== What this task involves ==
Every line of the entries below from the one containing "Target: label sticker on furnace" to the one containing "Objective — one point per instance of the concrete", both ends included, must be written out exactly. No other line belongs in the answer.

== Record set ==
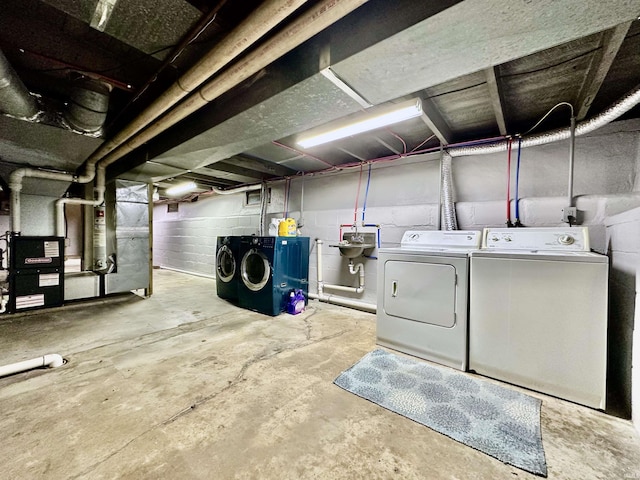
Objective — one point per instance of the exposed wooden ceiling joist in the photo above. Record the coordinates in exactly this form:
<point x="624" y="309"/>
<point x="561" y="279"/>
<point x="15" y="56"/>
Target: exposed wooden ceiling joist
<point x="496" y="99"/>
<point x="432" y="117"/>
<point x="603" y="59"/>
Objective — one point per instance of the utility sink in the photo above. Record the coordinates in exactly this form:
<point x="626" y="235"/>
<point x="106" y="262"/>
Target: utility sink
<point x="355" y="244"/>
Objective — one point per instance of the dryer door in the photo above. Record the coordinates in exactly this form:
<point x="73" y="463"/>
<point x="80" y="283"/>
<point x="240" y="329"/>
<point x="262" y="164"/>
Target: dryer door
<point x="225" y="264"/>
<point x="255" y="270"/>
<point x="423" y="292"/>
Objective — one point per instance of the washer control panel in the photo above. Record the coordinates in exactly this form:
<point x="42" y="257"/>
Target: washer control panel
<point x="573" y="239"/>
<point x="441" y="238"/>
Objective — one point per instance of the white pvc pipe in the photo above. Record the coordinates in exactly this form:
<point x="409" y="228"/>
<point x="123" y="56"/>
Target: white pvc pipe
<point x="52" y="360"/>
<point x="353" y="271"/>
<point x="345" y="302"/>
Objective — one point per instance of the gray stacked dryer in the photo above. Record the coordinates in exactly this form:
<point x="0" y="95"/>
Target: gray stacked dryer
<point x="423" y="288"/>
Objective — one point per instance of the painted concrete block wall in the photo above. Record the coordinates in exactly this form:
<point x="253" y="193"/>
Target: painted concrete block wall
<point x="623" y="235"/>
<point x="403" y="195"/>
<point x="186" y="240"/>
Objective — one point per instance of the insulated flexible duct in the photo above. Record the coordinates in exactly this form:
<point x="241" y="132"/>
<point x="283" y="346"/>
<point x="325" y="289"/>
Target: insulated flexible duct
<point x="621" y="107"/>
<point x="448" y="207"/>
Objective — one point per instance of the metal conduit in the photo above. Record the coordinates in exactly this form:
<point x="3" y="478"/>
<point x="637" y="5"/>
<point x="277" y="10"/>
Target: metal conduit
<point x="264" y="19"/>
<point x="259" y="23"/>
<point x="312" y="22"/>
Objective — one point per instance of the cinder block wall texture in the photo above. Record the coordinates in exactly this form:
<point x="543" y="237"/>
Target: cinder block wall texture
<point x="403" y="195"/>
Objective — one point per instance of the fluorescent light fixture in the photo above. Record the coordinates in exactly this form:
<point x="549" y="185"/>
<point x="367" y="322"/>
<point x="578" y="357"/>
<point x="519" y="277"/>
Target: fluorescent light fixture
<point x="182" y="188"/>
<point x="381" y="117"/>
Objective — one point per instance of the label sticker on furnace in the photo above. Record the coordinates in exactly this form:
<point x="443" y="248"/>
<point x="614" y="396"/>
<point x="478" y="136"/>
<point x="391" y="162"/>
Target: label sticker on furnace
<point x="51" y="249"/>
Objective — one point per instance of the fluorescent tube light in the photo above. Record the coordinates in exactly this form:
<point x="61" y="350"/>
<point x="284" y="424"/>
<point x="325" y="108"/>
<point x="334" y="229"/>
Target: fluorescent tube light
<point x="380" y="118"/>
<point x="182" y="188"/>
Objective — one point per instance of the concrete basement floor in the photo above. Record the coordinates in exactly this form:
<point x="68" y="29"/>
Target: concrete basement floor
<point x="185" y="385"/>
...
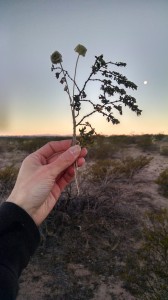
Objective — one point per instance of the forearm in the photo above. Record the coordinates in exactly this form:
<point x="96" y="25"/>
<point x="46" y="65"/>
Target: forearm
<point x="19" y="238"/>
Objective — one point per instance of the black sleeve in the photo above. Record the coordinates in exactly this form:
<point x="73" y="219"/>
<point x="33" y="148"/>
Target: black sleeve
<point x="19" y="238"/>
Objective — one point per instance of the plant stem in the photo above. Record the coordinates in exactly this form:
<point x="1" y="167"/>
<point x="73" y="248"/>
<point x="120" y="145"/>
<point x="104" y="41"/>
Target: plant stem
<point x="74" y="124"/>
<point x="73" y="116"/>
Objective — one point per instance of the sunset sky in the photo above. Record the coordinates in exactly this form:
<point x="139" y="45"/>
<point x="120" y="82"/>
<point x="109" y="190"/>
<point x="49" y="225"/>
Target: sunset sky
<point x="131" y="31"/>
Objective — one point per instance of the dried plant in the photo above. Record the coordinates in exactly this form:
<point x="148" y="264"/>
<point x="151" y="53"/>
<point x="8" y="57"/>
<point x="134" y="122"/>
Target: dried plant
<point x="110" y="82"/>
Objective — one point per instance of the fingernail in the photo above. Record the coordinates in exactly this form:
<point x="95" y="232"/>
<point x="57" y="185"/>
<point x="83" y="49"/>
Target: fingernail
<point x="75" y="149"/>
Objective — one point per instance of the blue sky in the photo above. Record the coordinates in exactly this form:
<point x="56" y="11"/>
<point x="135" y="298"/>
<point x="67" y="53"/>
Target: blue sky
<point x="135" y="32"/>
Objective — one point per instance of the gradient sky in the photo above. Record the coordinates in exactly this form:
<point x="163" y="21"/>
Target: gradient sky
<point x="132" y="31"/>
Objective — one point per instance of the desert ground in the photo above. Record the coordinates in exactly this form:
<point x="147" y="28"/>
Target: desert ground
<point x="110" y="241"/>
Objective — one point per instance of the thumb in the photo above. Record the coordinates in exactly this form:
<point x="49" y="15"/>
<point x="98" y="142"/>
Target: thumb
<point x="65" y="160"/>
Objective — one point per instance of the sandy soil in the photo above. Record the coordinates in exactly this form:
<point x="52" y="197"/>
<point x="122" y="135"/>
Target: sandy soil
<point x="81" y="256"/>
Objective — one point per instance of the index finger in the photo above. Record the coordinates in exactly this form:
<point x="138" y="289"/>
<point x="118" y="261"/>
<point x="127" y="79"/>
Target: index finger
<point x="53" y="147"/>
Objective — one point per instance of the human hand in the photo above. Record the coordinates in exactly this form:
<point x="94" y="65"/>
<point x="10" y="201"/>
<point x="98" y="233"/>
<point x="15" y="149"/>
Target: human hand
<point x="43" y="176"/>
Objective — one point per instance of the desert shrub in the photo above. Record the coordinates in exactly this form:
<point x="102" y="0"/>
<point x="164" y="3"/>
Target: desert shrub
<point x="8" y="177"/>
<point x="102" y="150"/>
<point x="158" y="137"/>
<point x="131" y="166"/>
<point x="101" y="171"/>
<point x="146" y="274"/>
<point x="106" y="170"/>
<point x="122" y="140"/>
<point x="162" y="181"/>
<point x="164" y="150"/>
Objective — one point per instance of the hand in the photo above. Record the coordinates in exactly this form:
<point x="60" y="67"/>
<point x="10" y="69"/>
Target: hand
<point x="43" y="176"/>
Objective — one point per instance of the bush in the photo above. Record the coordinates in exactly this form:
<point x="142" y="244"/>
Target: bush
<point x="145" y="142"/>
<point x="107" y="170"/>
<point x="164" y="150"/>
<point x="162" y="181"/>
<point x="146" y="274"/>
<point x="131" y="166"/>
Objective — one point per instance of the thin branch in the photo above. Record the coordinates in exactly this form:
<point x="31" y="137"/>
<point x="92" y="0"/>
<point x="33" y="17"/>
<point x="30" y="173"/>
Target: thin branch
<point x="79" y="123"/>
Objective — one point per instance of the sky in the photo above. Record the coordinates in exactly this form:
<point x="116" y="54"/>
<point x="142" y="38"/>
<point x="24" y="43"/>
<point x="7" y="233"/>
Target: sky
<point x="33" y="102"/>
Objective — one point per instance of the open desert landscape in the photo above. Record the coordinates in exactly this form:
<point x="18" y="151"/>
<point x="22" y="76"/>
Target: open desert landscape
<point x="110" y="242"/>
* * *
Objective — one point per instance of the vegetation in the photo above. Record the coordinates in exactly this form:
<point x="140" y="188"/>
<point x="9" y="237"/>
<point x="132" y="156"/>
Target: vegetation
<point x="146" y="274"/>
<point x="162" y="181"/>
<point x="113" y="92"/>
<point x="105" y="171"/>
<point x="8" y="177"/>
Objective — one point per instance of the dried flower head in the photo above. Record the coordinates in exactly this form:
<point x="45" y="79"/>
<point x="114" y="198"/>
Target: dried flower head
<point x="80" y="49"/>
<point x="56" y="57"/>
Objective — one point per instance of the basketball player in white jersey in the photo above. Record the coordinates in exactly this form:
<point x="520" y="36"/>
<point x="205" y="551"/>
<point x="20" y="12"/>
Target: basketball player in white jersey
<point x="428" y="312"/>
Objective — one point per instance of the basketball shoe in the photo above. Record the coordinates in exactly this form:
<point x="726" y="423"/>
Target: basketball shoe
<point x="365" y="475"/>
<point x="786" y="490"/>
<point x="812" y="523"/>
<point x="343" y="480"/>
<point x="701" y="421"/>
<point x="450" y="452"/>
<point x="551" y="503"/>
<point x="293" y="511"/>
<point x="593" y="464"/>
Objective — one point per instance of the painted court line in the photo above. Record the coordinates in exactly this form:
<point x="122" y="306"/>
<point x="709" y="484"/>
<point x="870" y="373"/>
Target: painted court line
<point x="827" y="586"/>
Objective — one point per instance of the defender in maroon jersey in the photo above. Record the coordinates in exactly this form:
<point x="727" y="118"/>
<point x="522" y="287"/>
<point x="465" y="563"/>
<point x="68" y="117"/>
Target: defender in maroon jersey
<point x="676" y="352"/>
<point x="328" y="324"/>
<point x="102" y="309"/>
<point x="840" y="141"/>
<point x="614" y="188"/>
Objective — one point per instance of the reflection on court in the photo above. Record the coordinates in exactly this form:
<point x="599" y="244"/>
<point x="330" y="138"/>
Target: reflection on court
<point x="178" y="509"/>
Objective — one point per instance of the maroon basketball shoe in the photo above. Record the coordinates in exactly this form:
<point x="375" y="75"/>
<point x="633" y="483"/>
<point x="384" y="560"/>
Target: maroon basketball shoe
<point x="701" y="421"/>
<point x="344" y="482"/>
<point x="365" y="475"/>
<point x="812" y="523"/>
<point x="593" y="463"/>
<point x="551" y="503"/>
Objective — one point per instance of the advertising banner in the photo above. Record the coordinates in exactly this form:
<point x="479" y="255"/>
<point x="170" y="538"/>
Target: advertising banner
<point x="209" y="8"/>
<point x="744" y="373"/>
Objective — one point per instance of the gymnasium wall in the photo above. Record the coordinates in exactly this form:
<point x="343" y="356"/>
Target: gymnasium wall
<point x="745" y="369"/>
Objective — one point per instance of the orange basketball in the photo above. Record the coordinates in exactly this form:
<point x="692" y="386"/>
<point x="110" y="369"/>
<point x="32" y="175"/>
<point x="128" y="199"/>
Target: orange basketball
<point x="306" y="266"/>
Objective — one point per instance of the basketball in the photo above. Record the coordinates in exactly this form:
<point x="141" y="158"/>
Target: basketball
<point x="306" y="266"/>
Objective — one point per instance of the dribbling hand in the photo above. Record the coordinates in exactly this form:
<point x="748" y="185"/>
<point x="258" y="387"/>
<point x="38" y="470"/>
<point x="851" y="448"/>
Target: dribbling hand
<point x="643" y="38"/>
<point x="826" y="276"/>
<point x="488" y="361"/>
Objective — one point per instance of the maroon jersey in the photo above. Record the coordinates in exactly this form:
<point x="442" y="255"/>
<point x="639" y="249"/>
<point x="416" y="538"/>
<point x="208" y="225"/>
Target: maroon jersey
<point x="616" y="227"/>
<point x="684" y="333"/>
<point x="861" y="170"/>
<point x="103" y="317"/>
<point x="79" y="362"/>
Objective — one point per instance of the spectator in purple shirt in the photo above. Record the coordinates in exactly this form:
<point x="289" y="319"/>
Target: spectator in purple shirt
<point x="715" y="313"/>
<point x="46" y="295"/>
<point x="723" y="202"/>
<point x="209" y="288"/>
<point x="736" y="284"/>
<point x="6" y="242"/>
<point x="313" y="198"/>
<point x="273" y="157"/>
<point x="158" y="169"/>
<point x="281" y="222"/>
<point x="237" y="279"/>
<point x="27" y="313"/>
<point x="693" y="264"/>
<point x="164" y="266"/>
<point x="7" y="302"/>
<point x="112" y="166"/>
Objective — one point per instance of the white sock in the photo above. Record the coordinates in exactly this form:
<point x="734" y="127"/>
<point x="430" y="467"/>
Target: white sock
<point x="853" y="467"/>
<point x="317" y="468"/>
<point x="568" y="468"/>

== Solution for this exercise ==
Target: label sticker on furnace
<point x="51" y="249"/>
Objective — one point per instance of the fluorescent tube light in the photo above. Record the coordinates in exactly this form:
<point x="61" y="350"/>
<point x="284" y="424"/>
<point x="325" y="108"/>
<point x="334" y="229"/>
Target: fluorescent tube light
<point x="380" y="118"/>
<point x="182" y="188"/>
Objective — one point per instance of the concrete basement floor in the photo above. Record the coordinates in exactly this form:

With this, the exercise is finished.